→ What the task requires: Identify the line in which "One keypoint belongs to every instance. Tag the purple suns" appears, then reproduce that line and all remaining lines of the records word for word.

→ Provided entries:
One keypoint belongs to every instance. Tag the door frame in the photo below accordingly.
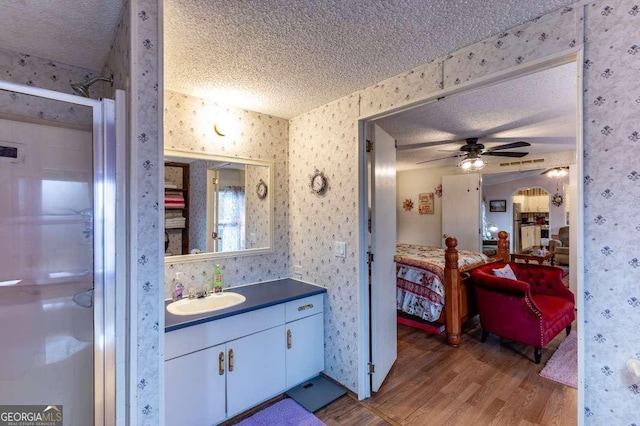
(574, 55)
(106, 238)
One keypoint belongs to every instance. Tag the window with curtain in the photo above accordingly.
(231, 227)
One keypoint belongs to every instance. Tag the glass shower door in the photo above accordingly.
(47, 255)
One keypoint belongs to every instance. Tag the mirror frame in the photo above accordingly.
(185, 258)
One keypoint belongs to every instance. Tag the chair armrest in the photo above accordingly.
(499, 284)
(543, 279)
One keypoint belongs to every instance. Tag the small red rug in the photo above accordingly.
(562, 367)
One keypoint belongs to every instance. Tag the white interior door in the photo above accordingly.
(461, 197)
(383, 246)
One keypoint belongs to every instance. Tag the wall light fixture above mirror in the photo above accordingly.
(217, 206)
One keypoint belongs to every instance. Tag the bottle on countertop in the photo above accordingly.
(178, 287)
(217, 280)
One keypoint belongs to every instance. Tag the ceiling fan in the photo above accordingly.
(472, 150)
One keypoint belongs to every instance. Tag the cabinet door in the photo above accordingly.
(195, 389)
(536, 235)
(256, 371)
(305, 349)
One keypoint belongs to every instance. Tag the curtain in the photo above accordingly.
(231, 218)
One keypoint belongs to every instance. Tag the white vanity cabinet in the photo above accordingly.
(255, 369)
(305, 339)
(195, 390)
(218, 369)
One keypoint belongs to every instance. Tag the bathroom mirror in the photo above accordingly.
(216, 206)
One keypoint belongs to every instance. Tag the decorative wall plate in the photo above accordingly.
(262, 190)
(557, 199)
(318, 182)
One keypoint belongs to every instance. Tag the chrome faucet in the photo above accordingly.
(195, 294)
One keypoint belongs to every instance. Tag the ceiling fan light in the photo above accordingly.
(465, 164)
(472, 164)
(558, 172)
(479, 163)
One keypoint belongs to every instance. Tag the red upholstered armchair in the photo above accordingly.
(531, 309)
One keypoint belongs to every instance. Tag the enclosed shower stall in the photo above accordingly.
(57, 252)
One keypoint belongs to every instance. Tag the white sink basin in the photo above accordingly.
(210, 303)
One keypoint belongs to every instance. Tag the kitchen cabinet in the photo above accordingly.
(530, 236)
(218, 369)
(535, 203)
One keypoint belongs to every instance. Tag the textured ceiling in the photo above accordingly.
(538, 108)
(78, 32)
(287, 57)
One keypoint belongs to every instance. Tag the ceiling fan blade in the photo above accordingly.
(424, 145)
(438, 159)
(506, 154)
(518, 144)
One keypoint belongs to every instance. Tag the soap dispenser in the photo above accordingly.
(177, 286)
(217, 280)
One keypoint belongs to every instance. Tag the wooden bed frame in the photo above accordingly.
(459, 297)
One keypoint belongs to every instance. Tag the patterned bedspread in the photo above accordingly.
(420, 278)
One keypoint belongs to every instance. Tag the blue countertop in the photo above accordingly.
(258, 296)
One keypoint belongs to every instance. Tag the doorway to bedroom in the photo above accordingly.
(437, 134)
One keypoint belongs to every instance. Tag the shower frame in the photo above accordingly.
(105, 188)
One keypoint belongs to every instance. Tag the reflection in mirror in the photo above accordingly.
(215, 206)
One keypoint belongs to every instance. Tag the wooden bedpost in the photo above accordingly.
(452, 292)
(503, 246)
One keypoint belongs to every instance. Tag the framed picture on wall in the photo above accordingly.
(425, 203)
(498, 205)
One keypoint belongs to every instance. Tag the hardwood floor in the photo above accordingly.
(491, 383)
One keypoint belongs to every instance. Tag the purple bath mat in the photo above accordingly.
(563, 364)
(283, 413)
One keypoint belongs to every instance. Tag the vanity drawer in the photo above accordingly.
(305, 307)
(197, 337)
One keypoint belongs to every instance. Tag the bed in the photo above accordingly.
(432, 285)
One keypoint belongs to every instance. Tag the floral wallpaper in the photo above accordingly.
(257, 210)
(46, 74)
(147, 167)
(612, 103)
(611, 186)
(535, 39)
(326, 139)
(189, 125)
(119, 59)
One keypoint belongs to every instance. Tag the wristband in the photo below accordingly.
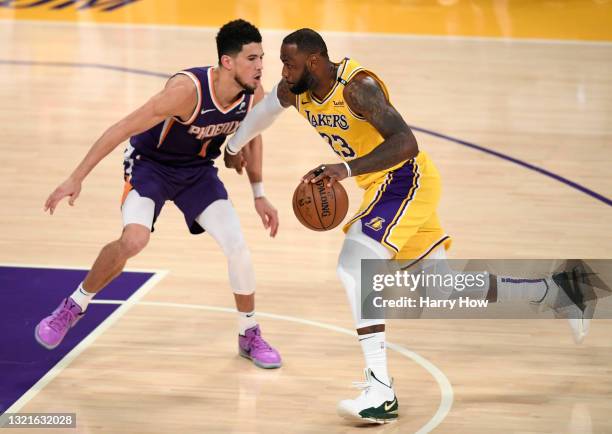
(229, 150)
(348, 168)
(257, 188)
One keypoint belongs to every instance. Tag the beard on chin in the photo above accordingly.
(249, 90)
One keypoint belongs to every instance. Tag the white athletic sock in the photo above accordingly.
(246, 320)
(375, 352)
(82, 297)
(510, 288)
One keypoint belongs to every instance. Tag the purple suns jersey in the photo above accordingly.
(197, 140)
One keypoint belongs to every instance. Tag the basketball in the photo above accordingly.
(319, 207)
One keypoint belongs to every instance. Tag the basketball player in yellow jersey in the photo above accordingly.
(350, 108)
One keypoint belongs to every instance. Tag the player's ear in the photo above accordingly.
(312, 62)
(227, 62)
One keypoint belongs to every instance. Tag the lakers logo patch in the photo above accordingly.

→ Complete output:
One keypoint belongs to every instance. Tag the purple suns jersey in the photo above accordingly.
(197, 140)
One keypoint belongs to every instance. Tag the basketball in the photo above accordingly.
(319, 207)
One keypoint belongs to every instance. Tag the basketball player in yellow jersey in the photo above accordingly.
(350, 108)
One keypoint belongs to every instance. Tag the player's ear in the photo above accordingly.
(312, 62)
(227, 62)
One keypoint belongs to every instance. Tag the lakers logo patch in the photo above accordingly.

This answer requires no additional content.